> **TASK TO CARRY OUT**: Reproduce all of the records with every instance of "Mark the region of" swapped for "Outline every" and nothing else changed. Omit the pictures.

— start of DATA EXCERPTS —

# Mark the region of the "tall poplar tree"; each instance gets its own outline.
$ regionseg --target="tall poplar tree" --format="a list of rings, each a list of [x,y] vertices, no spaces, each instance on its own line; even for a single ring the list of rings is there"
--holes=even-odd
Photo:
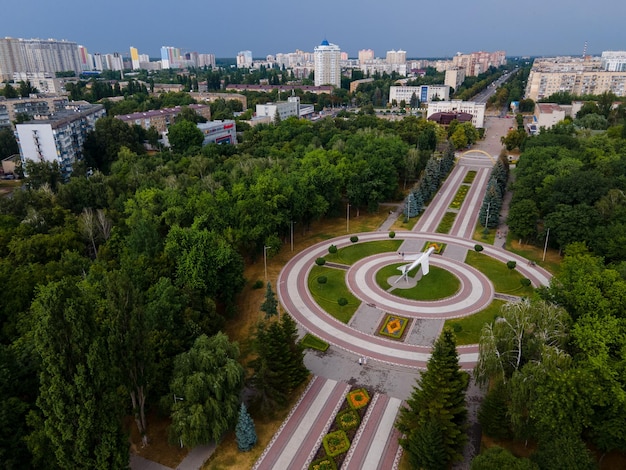
[[[42,288],[32,306],[41,356],[37,406],[54,448],[54,456],[35,457],[54,458],[59,468],[128,468],[119,373],[96,322],[100,305],[85,281],[68,277]]]
[[[454,335],[446,328],[396,421],[396,428],[404,434],[400,444],[413,468],[446,468],[462,457],[467,441],[468,384],[469,375],[459,366]]]

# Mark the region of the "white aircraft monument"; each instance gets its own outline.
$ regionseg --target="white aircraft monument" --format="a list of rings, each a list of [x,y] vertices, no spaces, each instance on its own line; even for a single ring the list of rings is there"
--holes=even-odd
[[[409,280],[409,272],[413,269],[417,268],[420,264],[422,265],[422,275],[425,276],[428,274],[428,259],[432,252],[435,251],[435,247],[430,247],[428,250],[423,253],[417,253],[416,255],[406,256],[404,259],[408,261],[412,261],[412,263],[405,264],[404,266],[400,266],[398,270],[402,272],[402,275],[396,279],[394,284],[397,284],[400,279],[404,279],[405,281]]]

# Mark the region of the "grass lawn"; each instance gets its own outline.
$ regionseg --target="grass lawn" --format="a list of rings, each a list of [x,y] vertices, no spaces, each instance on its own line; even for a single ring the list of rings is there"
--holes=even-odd
[[[452,228],[452,224],[454,223],[454,219],[456,219],[456,212],[446,212],[441,218],[441,222],[439,223],[439,227],[435,230],[437,233],[449,233]]]
[[[405,222],[406,216],[404,215],[404,213],[401,213],[391,226],[390,230],[393,230],[394,232],[406,232],[413,230],[413,227],[415,227],[417,221],[420,220],[420,215],[422,215],[422,213],[420,213],[416,217],[411,217],[408,222]]]
[[[376,283],[385,290],[393,287],[387,282],[387,279],[399,275],[400,271],[397,268],[405,264],[407,263],[390,264],[380,269],[376,273]],[[418,270],[419,267],[413,269],[409,272],[409,276],[415,276]],[[445,269],[431,266],[429,273],[418,281],[417,286],[411,289],[394,289],[392,294],[410,300],[439,300],[454,295],[460,287],[461,281],[454,274]]]
[[[500,314],[500,308],[505,303],[504,300],[496,299],[486,309],[476,312],[469,317],[446,320],[445,326],[449,326],[454,331],[457,345],[476,344],[480,339],[483,325],[494,321]]]
[[[328,282],[326,284],[317,282],[320,276],[326,276]],[[350,321],[361,304],[361,301],[350,293],[346,285],[346,272],[343,269],[314,266],[309,275],[308,284],[313,299],[318,305],[343,323]],[[337,303],[341,297],[348,301],[348,304],[343,307]]]
[[[493,245],[496,239],[496,229],[489,229],[488,233],[485,233],[485,227],[480,225],[480,222],[476,222],[476,228],[474,229],[474,235],[472,238],[478,242],[479,245]],[[502,240],[504,242],[504,240]],[[500,246],[502,246],[502,242]]]
[[[509,240],[507,241],[507,248],[517,255],[534,261],[538,266],[547,269],[552,274],[558,274],[561,270],[561,257],[558,250],[546,251],[546,259],[543,261],[543,247],[521,245],[518,240]]]
[[[521,297],[529,296],[534,291],[532,286],[522,286],[520,281],[524,279],[524,276],[519,271],[509,269],[506,263],[490,258],[487,255],[468,251],[465,262],[487,276],[493,282],[496,292]]]
[[[375,242],[363,242],[348,245],[337,250],[337,253],[328,253],[324,255],[324,259],[331,263],[341,263],[351,265],[367,256],[376,255],[378,253],[386,253],[388,251],[397,252],[404,240],[380,240]]]

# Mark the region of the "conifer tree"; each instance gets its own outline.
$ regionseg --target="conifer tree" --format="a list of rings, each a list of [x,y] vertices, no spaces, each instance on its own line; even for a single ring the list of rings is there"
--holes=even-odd
[[[255,372],[252,384],[262,413],[284,406],[289,394],[309,374],[297,339],[296,324],[287,314],[280,322],[261,322],[257,326],[257,358],[250,365]]]
[[[278,300],[272,290],[272,283],[267,283],[267,289],[265,290],[265,301],[261,304],[261,311],[265,313],[265,319],[274,315],[278,315]]]
[[[400,444],[417,468],[442,468],[461,458],[467,440],[465,391],[469,376],[459,367],[454,336],[444,329],[435,342],[428,367],[401,408],[396,428]],[[442,446],[435,445],[440,433]],[[445,458],[437,455],[443,450]]]
[[[235,437],[237,439],[237,447],[242,452],[248,452],[256,445],[257,436],[254,421],[252,421],[252,416],[250,416],[246,405],[243,403],[239,408],[239,420],[235,427]]]

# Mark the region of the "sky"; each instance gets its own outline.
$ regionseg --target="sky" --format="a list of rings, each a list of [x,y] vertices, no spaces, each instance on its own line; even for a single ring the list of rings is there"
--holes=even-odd
[[[254,58],[327,39],[349,57],[402,49],[408,58],[504,50],[508,56],[626,50],[624,0],[29,0],[2,7],[0,37],[67,39],[90,53],[129,47]]]

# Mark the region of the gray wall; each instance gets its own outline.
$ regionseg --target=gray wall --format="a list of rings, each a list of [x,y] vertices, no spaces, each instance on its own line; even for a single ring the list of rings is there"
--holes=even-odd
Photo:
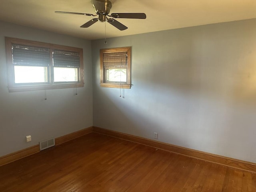
[[[0,22],[0,156],[92,126],[91,41]],[[5,36],[83,48],[85,85],[9,93]],[[31,135],[32,141],[26,143]]]
[[[93,41],[94,126],[256,162],[255,34],[251,19]],[[100,87],[100,49],[129,46],[131,89]]]

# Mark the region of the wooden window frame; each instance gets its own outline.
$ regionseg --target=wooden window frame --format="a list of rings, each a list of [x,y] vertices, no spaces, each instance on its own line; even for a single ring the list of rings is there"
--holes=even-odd
[[[103,65],[103,54],[105,53],[118,52],[127,52],[126,83],[106,83],[105,79],[105,69]],[[100,86],[102,87],[130,89],[131,88],[131,47],[102,49],[100,50]]]
[[[49,89],[62,89],[82,87],[84,86],[84,60],[83,58],[83,49],[68,46],[56,45],[37,41],[31,41],[16,38],[5,37],[6,48],[6,63],[7,65],[8,88],[9,92],[27,91],[37,90],[46,90]],[[80,54],[80,66],[78,69],[78,82],[62,82],[54,83],[50,81],[47,84],[42,84],[33,83],[32,84],[18,85],[14,82],[14,67],[12,60],[12,46],[14,44],[25,46],[30,46],[36,47],[49,48],[50,51],[50,62],[49,66],[51,70],[49,72],[49,75],[52,76],[53,62],[51,53],[53,50],[59,50],[63,51],[79,52]]]

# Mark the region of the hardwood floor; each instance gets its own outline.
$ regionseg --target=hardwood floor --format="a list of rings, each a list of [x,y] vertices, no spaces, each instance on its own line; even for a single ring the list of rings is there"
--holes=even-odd
[[[256,192],[256,174],[92,133],[0,167],[1,192]]]

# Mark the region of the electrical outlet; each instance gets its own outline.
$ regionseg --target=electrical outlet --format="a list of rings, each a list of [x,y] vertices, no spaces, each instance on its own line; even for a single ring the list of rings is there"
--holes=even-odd
[[[158,133],[154,133],[154,138],[158,139]]]
[[[28,135],[26,136],[26,142],[30,142],[31,141],[31,136]]]

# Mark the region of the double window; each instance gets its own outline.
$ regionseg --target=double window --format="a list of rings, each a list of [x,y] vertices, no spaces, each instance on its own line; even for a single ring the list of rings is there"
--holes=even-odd
[[[10,92],[84,86],[82,49],[6,37]]]
[[[101,49],[102,87],[130,88],[130,47]]]

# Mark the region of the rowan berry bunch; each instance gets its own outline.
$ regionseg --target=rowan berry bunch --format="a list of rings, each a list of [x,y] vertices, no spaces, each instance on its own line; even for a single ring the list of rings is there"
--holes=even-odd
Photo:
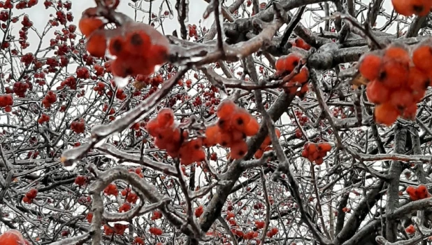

— end of DATA EXCERPTS —

> **THE RESPONSE**:
# Outline every the "tall poplar tree"; each instance gets its own outline.
$ regionseg --target="tall poplar tree" --format="a list of rings, each a list of [x,y] vertices, no spaces, each instance on its own line; even for a single ring the list of rings is there"
--holes=even-odd
Photo:
[[[42,288],[32,306],[41,356],[37,406],[54,448],[54,456],[35,457],[54,458],[59,468],[128,468],[119,373],[96,322],[100,305],[85,281],[68,277]]]
[[[454,335],[446,328],[396,421],[396,428],[404,434],[400,444],[413,468],[446,468],[462,457],[467,441],[468,384],[469,375],[459,366]]]

# Outline every the "white aircraft monument"; each instance gets its own outline.
$ regionseg --target="white aircraft monument" --format="a list of rings, each a list of [x,y] vertices, no spaces, each instance on its own line; even for a single ring the list of rings is there"
--holes=even-odd
[[[409,280],[409,272],[413,269],[417,268],[420,264],[422,265],[422,275],[425,276],[428,274],[428,259],[432,252],[435,251],[435,247],[430,247],[428,250],[423,253],[417,253],[416,255],[406,256],[404,259],[408,261],[412,261],[412,263],[405,264],[404,266],[400,266],[398,270],[402,272],[402,275],[396,279],[394,284],[397,284],[400,279],[404,279],[405,281]]]

# Outline every the "grass lawn"; each instance gets its own outline.
$ regionseg --target="grass lawn" --format="a list of rings, each a list of [x,y] vertices, no spaces, each instance on its own line; even for a single ring the list of rings is there"
--holes=even-odd
[[[452,228],[452,224],[454,223],[454,219],[456,219],[456,212],[446,212],[441,218],[441,222],[439,223],[439,227],[435,230],[437,233],[449,233]]]
[[[405,222],[406,216],[404,215],[404,213],[401,213],[391,226],[390,230],[393,230],[394,232],[406,232],[413,230],[413,227],[415,227],[417,221],[420,220],[420,215],[422,215],[422,213],[420,213],[416,217],[411,217],[408,222]]]
[[[376,283],[385,290],[393,287],[387,282],[387,279],[399,275],[400,271],[397,268],[405,264],[407,263],[390,264],[380,269],[376,273]],[[418,270],[419,267],[413,269],[409,272],[409,276],[415,276]],[[445,269],[431,266],[429,273],[418,281],[417,286],[411,289],[394,289],[392,294],[410,300],[439,300],[454,295],[460,287],[461,281],[454,274]]]
[[[500,314],[500,308],[505,303],[504,300],[496,299],[486,309],[476,312],[469,317],[446,320],[445,326],[449,326],[454,331],[457,345],[476,344],[480,339],[483,325],[494,321]]]
[[[328,282],[326,284],[317,282],[320,276],[326,276]],[[350,321],[361,304],[361,301],[350,293],[346,285],[346,272],[343,269],[314,266],[309,275],[308,284],[313,299],[318,305],[343,323]],[[337,303],[341,297],[348,301],[348,304],[343,307]]]
[[[493,245],[496,239],[496,229],[489,229],[488,233],[485,233],[485,227],[480,225],[480,222],[476,222],[476,228],[474,229],[474,235],[472,238],[478,242],[479,245]],[[502,240],[504,242],[504,240]],[[500,246],[502,246],[502,242]]]
[[[509,240],[507,241],[507,248],[517,255],[534,261],[538,266],[547,269],[552,274],[558,274],[561,270],[561,257],[558,250],[546,251],[546,259],[543,261],[543,247],[521,245],[518,240]]]
[[[521,297],[529,296],[534,291],[532,286],[522,286],[520,281],[524,279],[524,276],[519,271],[509,269],[506,263],[490,258],[487,255],[468,251],[465,262],[487,276],[493,282],[496,292]]]
[[[375,242],[363,242],[348,245],[337,250],[337,253],[328,253],[324,255],[324,259],[331,263],[341,263],[351,265],[367,256],[376,255],[378,253],[386,253],[388,251],[397,252],[404,240],[380,240]]]

# Outline every the "conifer tree"; each instance gets its own outline.
$ regionseg --target="conifer tree" --format="a list of rings, each a list of [x,y] vertices, no spaces, each instance on its own line; even for a single ring the list of rings is there"
--holes=even-odd
[[[255,372],[252,384],[262,413],[284,406],[289,394],[309,374],[297,339],[296,324],[287,314],[280,322],[261,322],[257,326],[257,358],[250,365]]]
[[[278,300],[272,290],[272,283],[267,283],[267,289],[265,290],[265,301],[261,304],[261,311],[265,313],[265,319],[274,315],[278,315]]]
[[[400,444],[417,468],[442,468],[461,458],[467,440],[465,391],[469,376],[459,367],[454,336],[444,329],[435,342],[428,367],[401,408],[396,428]],[[442,446],[435,445],[440,433]],[[445,458],[437,455],[443,450]]]
[[[235,437],[237,439],[237,447],[242,452],[248,452],[256,445],[257,436],[254,421],[252,421],[252,416],[250,416],[246,405],[243,403],[239,408],[239,420],[235,427]]]

# Outline every the "sky"; each instance gets its own outline.
$ regionseg --target="sky" --format="a list of rings, each a list of [x,y] vertices, no spaces, each instance on its own line; even for a single ring the list of rings is there"
--holes=even-odd
[[[254,58],[327,39],[349,57],[402,49],[408,58],[504,50],[508,56],[626,50],[624,0],[29,0],[2,7],[0,37],[67,39],[90,53],[129,47]]]

# Outline every the gray wall; each instance gets its own outline.
$ regionseg --target=gray wall --format="a list of rings, each a list of [x,y] vertices, no spaces, each instance on its own line; even for a single ring the list of rings is there"
--holes=even-odd
Photo:
[[[0,22],[0,156],[92,126],[91,41]],[[5,36],[83,48],[85,85],[9,93]],[[31,135],[32,141],[26,143]]]
[[[93,41],[94,126],[256,162],[255,34],[251,19]],[[100,87],[100,49],[129,46],[131,89]]]

# Outline every the wooden window frame; each instance gets its own outline.
$ regionseg --target=wooden window frame --format="a list of rings, each a list of [x,y] vertices, no spaces, each instance on its own line; even for a single ring the list of rings is there"
--holes=even-odd
[[[103,65],[103,54],[105,53],[118,52],[127,52],[126,83],[106,83],[105,79],[105,69]],[[100,86],[102,87],[130,89],[131,88],[131,47],[102,49],[100,50]]]
[[[49,89],[62,89],[82,87],[84,86],[84,60],[83,58],[83,49],[68,46],[56,45],[37,41],[31,41],[16,38],[5,37],[6,48],[6,63],[7,65],[8,88],[9,92],[27,91],[37,90],[46,90]],[[80,54],[80,66],[78,69],[78,82],[62,82],[54,83],[50,81],[47,84],[42,84],[33,83],[32,84],[18,85],[14,82],[14,67],[12,60],[12,46],[14,44],[25,46],[30,46],[36,47],[49,48],[50,51],[50,62],[49,66],[51,70],[49,72],[49,75],[52,76],[53,62],[51,53],[53,50],[59,50],[63,51],[79,52]]]

# Outline every the hardwood floor; each instance gets its own outline.
$ regionseg --target=hardwood floor --format="a list of rings, each a list of [x,y] vertices, no spaces, each instance on its own line; even for a single ring the list of rings is there"
--holes=even-odd
[[[256,192],[256,174],[92,133],[0,167],[1,192]]]

# Outline every the electrical outlet; each instance gets its own outline.
$ regionseg --target=electrical outlet --format="a list of rings, each a list of [x,y] vertices, no spaces, each instance on its own line; even for a single ring the list of rings is there"
--holes=even-odd
[[[158,133],[154,133],[154,138],[158,139]]]
[[[28,135],[26,136],[26,142],[30,142],[31,141],[31,136]]]

# Outline every the double window; each instance gets its own outline.
$ regionseg --target=double window --format="a list of rings, each a list of [x,y] vertices, no spaces, each instance on its own line; even for a single ring the list of rings is there"
--holes=even-odd
[[[10,92],[84,86],[82,49],[6,37]]]
[[[101,49],[102,87],[130,88],[130,47]]]

# Outline every the rowan berry bunch; each instance gets its own outline.
$ regionseg --target=rowan berry bunch --format="a list of rings, each a list of [x,y] vertices, no spaces, each instance on its own line; even for a single ring the list of rings is there"
--holes=even-odd
Photo:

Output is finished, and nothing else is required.